Coordinate annotation entries
+ + + +

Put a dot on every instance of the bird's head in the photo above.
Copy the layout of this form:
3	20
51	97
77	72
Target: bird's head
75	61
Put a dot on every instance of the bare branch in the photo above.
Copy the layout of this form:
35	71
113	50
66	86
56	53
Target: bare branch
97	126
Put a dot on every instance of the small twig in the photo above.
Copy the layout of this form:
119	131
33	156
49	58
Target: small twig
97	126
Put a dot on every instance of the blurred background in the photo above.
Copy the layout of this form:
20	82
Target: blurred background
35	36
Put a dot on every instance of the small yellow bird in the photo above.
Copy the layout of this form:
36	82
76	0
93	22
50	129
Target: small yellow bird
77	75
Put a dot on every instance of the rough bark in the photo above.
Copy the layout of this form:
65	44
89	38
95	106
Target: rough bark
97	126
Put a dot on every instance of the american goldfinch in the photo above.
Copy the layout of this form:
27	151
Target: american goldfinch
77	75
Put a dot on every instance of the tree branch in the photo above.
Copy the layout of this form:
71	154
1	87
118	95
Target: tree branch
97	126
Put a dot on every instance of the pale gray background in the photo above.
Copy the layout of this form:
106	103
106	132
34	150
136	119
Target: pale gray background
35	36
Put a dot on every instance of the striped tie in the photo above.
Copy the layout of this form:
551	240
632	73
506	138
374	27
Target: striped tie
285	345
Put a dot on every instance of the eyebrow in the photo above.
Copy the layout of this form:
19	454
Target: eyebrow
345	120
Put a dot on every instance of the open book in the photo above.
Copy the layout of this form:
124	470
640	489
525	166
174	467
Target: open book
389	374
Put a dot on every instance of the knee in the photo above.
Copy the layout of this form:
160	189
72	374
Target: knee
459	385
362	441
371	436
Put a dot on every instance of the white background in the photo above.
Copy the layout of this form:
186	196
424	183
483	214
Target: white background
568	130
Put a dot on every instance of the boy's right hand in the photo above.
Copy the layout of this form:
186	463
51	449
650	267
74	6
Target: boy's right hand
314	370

+ + + +

» REQUIRED WORK
Return, unchanged, every line of the entries above, starting at the line that contains "Put a dot on every instance of the rough" and continuing through the last line of the entries, with both ends included.

» OUTPUT FOR THIS TASK
Put a dot on every instance of the rough bark in the photo above.
Copy the layout of this form:
65	44
89	38
95	106
Target: rough bark
97	126
Put a dot on every instance of the american goldfinch in the photo above.
Copy the layout of this form:
27	151
Target: american goldfinch
77	75
Put a dot on every instance of the tree branch in the photo above.
Copy the layout of this form:
71	154
1	87
118	95
Target: tree branch
97	126
Put a dot on every instance of the pale gray background in the photo above.
Copy the layout of this form:
106	103
106	132
34	150
136	119
Target: pale gray background
35	36
Put a dot on every instance of the striped tie in the photo above.
Copy the layout of this form:
551	240
632	73
506	138
374	27
Target: striped tie
285	345
Put a dot on every instance of the eyebrow in the photo above.
Copy the layout of this form:
19	454
Target: eyebrow
345	120
Put a dot on every instance of the open book in the photo above.
Copy the layout of this form:
124	470
640	489
525	166
174	467
Target: open book
389	374
Put a dot on every instance of the knee in the photo above.
Copy the layout of this form:
160	189
72	374
Target: knee
459	385
362	441
371	436
Put a dot on every instance of the white background in the photo above.
Copy the layout of this form:
186	196
424	183
483	214
Target: white background
568	130
Put a dot on every instance of the boy's right hand in the photo above.
Copy the layout of this form:
186	463
51	449
650	267
74	6
Target: boy's right hand
314	370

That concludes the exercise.